WORK INSTRUCTIONS: Name every person quoted in the article about the mass casualty exercise below, and give the role the article assigns to each.

SELECTED TEXT:
=== Begin Enclosure ===

Texas Children’s, HFD, and HPD mass casualty exercise highlights successes, opportunities for improvement

November 8, 2016

It was 11:20 on a Friday morning when a bus of 50 high school students were rushed to Texas Children’s Emergency Center (EC) with gunshot wounds, blast and shrapnel injuries and psychological trauma. Physicians, nurses and other critical care teams worked quickly to attend to the victims’ injuries.

“It was a tense situation with lots of patients coming in with different diagnoses,” said Natashia Bush, one of the night shift managers in the EC. “One of our logistical challenges was to figure out how to get everything done in one room and still have the ability to triage the patients out of the room and get new patients in the room for emergent care.”

While the scenes played out in our Emergency Center looked real, fortunately, this was only an exercise. Texas Children’s emergency response plan was put to the test during a comprehensive mass casualty incident exercise on October 7, which included nearly 150 Texas Children’s staff and employees and about 150 members of the Houston Police Department SWAT team, Houston Fire Department Emergency Medical Services and 400 students and staff at Michael E. DeBakey High School for Health Professions.

The exercise involved mock shootings, an improvised explosive device and a hostage situation at DeBakey High School. Many of the shooting victims were then brought to Texas Children’s Hospital EC. The intent was to help assess the organization’s mass casualty incident plan, emergency communications, incident command structure and patient flow.

“I think Texas Children’s did a fantastic job during this drill,” said Texas Children’s Executive Vice President Mark Mullarkey. “We saw it as an opportunity to learn and identify our gaps. Our ability to be critical of ourselves afterward is only going to make us improve as we move forward and be better prepared to serve the community.”

This was the first time Texas Children’s executed an emergency exercise of this scale and scope with external and internal participants. Having multiple agencies involved and simulating a mass casualty incident as realistically as possible helped our teams identify what went well with the exercise and what areas needed improvement.

“One thing we learned from this drill is that our response needs to be the same, regardless of what the incident is,” said Executive Vice President John Nickens. “We can always lower our intensity, but we should respond the same and be prepared. We are fortunate at Texas Children’s to have the resources and talent to do it.”

While triage in the Emergency Center was very fast and efficient which demonstrated the existing level of preparation with the EC, one particular area of improvement that topped the list was improving the flow of communication from the EC to other areas.

“While we have certainly identified areas for improvement, we should not consider this a failure, but rather it is the goal of our exercise,” said James Mitchell, assistant director of Texas Children’s Emergency Management. “We should also remember that we carry out preparedness efforts not simply to meet regulatory requirements, but because we support a vulnerable community, and care deeply about those we serve.”

In the coming weeks, Emergency Management will meet with all of the major group participants for feedback to create a formal, institutional mass casualty incident plan. The team will work with teams in Radiology, the ORs, PICU, the Blood Bank and other areas to conduct smaller scale tabletop exercises using the same scenario to ensure we have learned all lessons possible from this event.

=== End Enclosure ===

EXCERPTED DATA:
=== Begin Enclosure ===

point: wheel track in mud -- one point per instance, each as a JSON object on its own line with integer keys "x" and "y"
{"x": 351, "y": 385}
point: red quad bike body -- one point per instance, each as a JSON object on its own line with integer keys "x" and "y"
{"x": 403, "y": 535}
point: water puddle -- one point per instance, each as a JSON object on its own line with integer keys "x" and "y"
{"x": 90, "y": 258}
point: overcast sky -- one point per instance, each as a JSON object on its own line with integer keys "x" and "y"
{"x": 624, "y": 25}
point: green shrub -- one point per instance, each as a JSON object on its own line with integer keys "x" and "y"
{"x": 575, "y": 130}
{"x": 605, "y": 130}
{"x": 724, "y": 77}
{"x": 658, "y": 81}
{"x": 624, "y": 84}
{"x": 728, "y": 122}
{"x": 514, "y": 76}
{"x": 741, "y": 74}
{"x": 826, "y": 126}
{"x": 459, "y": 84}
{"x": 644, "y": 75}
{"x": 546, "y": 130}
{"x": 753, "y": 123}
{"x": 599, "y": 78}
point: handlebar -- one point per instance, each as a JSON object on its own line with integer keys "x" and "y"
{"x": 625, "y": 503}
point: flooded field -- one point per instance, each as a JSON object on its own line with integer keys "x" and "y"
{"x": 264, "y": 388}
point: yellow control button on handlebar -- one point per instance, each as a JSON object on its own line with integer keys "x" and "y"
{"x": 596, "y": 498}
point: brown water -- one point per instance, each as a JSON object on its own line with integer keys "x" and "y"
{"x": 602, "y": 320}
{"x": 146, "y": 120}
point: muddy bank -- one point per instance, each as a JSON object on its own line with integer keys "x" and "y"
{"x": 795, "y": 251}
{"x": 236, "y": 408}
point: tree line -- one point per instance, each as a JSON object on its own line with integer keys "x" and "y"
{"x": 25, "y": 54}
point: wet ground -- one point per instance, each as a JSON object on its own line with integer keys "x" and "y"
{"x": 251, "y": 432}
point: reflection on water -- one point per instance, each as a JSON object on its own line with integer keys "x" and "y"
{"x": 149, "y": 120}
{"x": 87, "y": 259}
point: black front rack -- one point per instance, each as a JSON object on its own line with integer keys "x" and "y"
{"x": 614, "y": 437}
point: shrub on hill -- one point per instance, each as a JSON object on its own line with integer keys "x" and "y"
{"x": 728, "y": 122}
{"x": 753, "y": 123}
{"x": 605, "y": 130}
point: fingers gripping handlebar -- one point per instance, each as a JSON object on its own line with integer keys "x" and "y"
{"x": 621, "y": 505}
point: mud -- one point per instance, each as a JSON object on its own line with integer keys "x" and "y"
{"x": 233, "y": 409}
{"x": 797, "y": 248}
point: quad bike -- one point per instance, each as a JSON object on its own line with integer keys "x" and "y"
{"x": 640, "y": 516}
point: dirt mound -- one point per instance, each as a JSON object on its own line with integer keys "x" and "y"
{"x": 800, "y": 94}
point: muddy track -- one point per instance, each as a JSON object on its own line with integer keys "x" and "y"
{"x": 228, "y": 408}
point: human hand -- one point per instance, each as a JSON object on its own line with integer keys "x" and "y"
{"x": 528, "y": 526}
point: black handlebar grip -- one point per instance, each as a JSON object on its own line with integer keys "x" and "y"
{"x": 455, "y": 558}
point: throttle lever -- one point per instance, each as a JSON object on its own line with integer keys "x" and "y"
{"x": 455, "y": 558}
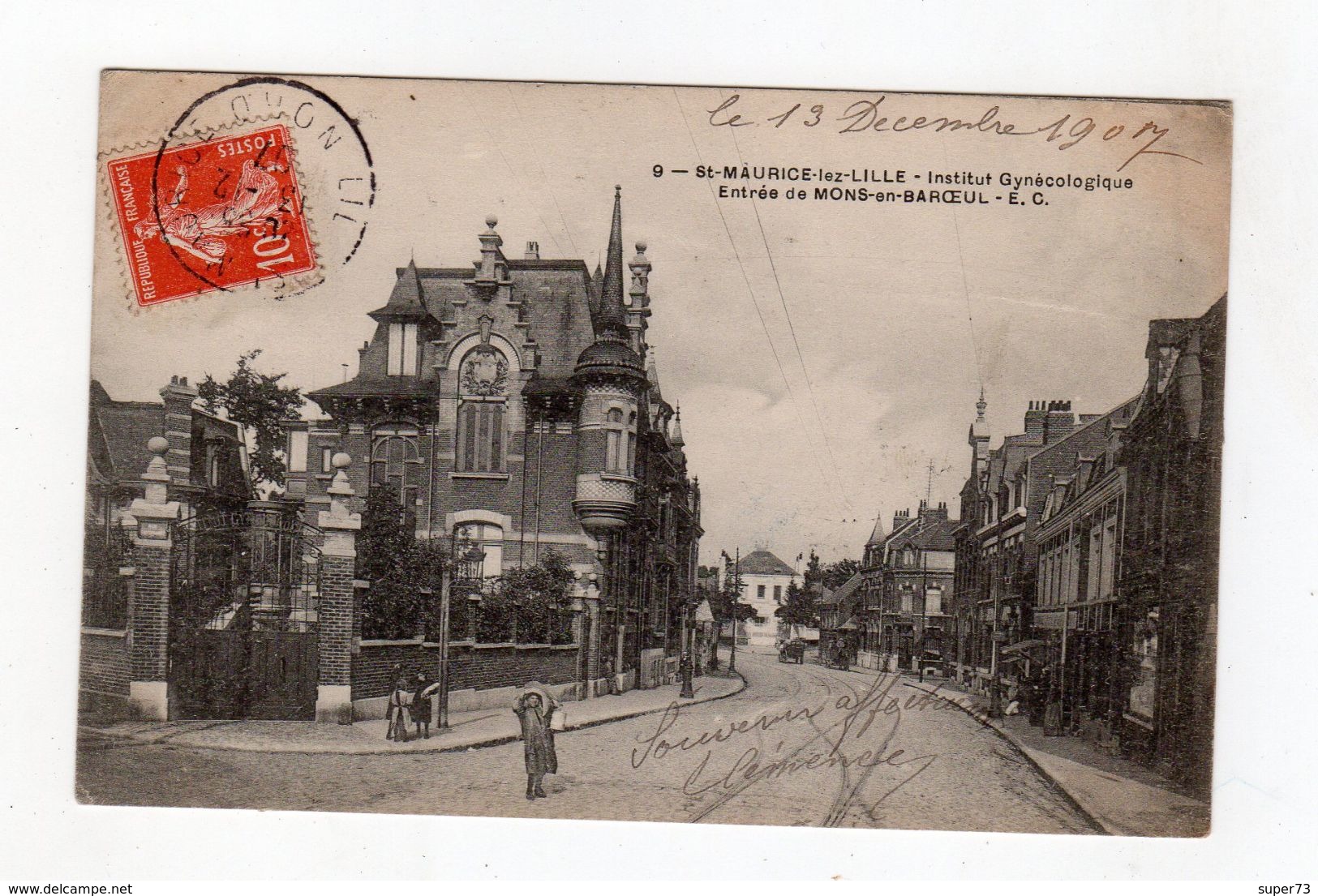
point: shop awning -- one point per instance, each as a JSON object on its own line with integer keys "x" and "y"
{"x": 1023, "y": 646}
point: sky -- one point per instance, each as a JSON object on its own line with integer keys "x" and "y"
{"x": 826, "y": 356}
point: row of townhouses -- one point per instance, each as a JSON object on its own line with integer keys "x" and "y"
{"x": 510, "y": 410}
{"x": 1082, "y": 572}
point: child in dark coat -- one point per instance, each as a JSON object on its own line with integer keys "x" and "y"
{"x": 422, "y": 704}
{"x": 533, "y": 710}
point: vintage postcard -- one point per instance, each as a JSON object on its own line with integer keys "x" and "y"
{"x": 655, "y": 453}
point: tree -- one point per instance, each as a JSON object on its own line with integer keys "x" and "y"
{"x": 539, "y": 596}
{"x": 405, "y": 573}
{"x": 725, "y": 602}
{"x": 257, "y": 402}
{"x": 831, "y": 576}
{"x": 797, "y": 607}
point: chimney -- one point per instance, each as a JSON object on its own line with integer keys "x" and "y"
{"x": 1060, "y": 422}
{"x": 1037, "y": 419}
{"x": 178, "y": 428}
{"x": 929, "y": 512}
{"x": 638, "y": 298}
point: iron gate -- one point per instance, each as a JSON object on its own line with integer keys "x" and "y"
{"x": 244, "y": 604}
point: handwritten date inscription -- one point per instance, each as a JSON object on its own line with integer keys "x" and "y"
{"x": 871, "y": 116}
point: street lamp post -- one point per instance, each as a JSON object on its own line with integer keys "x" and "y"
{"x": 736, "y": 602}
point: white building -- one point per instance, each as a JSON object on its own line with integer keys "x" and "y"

=== End Enclosure ===
=== Begin Enclosure ===

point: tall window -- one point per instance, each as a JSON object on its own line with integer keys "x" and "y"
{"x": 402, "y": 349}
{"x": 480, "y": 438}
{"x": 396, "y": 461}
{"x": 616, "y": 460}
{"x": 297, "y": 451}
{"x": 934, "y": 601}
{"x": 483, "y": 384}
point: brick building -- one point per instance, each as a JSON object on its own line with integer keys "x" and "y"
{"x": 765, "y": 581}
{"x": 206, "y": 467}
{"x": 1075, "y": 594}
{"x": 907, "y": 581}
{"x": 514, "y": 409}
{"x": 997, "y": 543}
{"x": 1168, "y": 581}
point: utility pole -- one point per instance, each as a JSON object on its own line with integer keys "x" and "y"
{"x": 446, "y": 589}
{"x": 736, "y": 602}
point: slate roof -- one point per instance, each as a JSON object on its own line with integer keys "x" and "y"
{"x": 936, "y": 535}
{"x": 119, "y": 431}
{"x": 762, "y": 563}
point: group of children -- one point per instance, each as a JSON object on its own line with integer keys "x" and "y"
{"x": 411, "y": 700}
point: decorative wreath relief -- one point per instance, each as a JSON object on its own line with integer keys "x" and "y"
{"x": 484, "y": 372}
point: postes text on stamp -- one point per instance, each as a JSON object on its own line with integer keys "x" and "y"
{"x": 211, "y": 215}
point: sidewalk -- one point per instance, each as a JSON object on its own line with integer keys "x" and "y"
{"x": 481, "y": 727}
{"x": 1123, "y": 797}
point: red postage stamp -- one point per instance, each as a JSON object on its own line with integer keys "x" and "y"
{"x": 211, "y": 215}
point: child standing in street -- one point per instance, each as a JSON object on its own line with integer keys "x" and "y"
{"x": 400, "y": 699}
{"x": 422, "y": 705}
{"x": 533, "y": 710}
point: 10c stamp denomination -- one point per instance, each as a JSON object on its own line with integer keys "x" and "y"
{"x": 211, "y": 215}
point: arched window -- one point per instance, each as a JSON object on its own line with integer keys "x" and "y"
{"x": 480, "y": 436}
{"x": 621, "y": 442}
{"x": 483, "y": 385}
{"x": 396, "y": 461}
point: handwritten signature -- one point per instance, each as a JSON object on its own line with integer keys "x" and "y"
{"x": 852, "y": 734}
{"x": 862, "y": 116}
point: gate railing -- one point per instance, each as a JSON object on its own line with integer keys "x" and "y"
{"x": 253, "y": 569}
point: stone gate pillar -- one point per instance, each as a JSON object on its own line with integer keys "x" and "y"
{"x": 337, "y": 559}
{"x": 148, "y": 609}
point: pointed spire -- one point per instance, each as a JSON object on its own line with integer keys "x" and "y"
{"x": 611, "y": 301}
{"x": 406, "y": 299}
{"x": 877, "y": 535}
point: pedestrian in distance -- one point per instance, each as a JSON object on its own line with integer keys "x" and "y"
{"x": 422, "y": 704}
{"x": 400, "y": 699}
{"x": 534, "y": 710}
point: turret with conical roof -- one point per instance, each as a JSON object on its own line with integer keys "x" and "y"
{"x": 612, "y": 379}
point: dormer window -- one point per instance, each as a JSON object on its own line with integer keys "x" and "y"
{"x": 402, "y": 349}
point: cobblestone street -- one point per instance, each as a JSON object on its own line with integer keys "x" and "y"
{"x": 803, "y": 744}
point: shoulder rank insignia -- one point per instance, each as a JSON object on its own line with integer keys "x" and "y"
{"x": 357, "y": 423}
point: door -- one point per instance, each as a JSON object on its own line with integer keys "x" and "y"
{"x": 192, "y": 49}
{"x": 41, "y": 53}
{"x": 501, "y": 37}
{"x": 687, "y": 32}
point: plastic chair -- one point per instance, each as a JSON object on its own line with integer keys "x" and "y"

=== End Enclosure ===
=== Begin Enclosure ===

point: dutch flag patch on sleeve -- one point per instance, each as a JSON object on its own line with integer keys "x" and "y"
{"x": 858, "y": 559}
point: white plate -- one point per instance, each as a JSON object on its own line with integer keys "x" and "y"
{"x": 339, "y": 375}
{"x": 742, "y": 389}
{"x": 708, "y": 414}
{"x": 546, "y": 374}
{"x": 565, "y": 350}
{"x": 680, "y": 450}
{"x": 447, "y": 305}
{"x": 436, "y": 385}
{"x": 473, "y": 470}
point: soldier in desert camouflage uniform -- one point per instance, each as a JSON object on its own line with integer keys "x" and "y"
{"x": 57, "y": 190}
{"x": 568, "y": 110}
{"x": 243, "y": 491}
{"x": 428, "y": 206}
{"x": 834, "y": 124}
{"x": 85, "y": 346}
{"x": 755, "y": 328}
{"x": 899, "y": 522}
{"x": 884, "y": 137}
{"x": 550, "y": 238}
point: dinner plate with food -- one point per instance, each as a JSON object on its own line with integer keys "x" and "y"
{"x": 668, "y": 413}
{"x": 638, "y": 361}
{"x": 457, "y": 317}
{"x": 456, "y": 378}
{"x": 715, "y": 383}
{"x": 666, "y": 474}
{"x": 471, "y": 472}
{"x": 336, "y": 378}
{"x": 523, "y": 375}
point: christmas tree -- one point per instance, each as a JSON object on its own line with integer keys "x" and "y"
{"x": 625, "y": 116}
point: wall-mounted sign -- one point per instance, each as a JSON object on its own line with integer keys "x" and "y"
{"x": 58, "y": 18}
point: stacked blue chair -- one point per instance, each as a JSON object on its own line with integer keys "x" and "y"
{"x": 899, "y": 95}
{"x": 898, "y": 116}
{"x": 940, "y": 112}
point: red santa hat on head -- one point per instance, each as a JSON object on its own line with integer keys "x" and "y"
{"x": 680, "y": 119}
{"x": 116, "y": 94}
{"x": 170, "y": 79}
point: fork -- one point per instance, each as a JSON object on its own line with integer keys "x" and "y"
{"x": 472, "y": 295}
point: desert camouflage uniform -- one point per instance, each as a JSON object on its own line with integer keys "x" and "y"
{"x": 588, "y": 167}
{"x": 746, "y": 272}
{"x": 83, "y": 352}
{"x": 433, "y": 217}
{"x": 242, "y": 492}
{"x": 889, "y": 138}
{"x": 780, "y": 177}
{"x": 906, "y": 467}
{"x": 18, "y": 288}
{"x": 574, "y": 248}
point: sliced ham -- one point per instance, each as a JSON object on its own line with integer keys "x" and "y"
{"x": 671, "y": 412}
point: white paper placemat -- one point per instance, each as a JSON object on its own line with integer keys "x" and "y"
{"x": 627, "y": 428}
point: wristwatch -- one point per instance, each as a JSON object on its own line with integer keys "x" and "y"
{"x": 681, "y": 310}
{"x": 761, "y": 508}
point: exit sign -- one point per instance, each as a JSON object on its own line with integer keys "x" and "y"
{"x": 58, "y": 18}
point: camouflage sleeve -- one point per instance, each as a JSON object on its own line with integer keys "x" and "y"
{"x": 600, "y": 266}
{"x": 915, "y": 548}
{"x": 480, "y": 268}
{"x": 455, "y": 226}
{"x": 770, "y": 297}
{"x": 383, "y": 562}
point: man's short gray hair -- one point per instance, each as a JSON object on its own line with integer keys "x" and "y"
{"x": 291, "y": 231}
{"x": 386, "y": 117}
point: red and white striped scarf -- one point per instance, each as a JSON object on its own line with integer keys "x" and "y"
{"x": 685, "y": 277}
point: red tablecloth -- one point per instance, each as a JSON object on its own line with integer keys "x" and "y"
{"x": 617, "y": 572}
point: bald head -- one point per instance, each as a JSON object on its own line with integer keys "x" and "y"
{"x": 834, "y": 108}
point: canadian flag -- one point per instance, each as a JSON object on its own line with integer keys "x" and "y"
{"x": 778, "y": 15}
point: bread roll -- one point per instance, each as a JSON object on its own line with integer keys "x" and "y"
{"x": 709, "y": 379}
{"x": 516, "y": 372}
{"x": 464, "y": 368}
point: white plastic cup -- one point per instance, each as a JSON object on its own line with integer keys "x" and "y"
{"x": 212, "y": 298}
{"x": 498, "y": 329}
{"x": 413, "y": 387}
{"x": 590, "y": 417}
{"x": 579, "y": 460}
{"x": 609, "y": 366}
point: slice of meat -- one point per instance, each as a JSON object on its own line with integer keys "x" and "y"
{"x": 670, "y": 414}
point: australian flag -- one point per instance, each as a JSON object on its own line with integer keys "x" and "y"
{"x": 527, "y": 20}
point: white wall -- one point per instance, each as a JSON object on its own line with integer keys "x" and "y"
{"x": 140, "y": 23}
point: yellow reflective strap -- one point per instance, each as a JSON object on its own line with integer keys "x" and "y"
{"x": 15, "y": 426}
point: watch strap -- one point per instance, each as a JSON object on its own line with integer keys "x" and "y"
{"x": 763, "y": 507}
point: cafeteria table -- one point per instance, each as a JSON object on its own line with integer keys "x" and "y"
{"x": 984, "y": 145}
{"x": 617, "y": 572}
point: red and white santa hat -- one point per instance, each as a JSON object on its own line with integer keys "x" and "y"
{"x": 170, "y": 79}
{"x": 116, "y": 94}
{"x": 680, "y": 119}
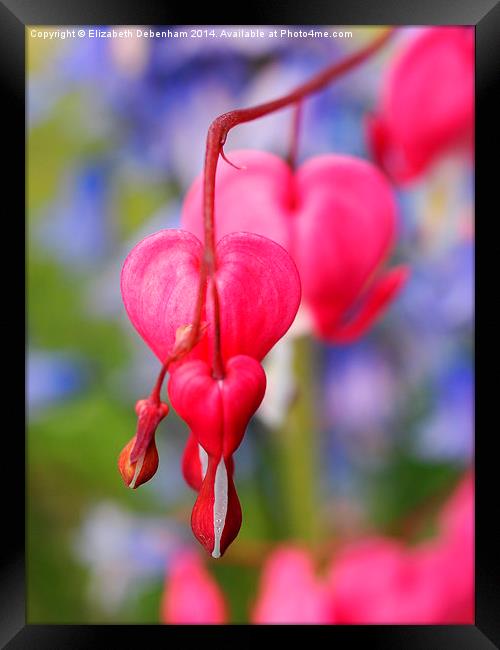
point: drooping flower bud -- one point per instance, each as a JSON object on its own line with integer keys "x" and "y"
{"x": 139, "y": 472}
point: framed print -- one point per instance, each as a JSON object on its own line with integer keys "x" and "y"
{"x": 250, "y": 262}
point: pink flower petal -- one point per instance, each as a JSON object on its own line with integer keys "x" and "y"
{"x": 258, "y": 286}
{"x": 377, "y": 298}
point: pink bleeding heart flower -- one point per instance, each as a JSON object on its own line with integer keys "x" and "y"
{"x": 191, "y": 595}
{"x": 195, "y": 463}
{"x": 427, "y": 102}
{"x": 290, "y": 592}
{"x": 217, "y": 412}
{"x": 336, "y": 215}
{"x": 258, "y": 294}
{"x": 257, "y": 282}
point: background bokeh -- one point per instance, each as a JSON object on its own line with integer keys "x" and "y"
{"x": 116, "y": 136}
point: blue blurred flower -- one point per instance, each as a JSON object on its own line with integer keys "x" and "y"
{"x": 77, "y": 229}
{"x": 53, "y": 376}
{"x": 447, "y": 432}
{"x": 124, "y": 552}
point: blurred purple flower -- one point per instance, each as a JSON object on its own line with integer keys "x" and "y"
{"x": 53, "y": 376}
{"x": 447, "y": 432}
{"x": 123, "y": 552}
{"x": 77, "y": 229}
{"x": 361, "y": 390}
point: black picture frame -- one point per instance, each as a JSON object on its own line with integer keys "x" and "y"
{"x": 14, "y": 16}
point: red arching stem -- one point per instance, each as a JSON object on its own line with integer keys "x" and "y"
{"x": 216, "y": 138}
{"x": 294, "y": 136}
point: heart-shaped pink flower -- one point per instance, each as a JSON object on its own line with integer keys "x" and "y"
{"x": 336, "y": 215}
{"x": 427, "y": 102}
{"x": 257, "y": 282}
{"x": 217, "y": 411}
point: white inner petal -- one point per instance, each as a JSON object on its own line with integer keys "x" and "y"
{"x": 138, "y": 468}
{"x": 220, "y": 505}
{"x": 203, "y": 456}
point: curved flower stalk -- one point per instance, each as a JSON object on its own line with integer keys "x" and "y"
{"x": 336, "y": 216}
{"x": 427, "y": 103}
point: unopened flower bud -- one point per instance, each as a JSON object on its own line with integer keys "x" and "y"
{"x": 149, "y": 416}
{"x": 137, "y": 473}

=== End Enclosure ===

SOLVED PROBLEM:
- Natashia Bush: one of the night shift managers in the Emergency Center
- Mark Mullarkey: Texas Children's Executive Vice President
- John Nickens: Executive Vice President
- James Mitchell: assistant director of Texas Children's Emergency Management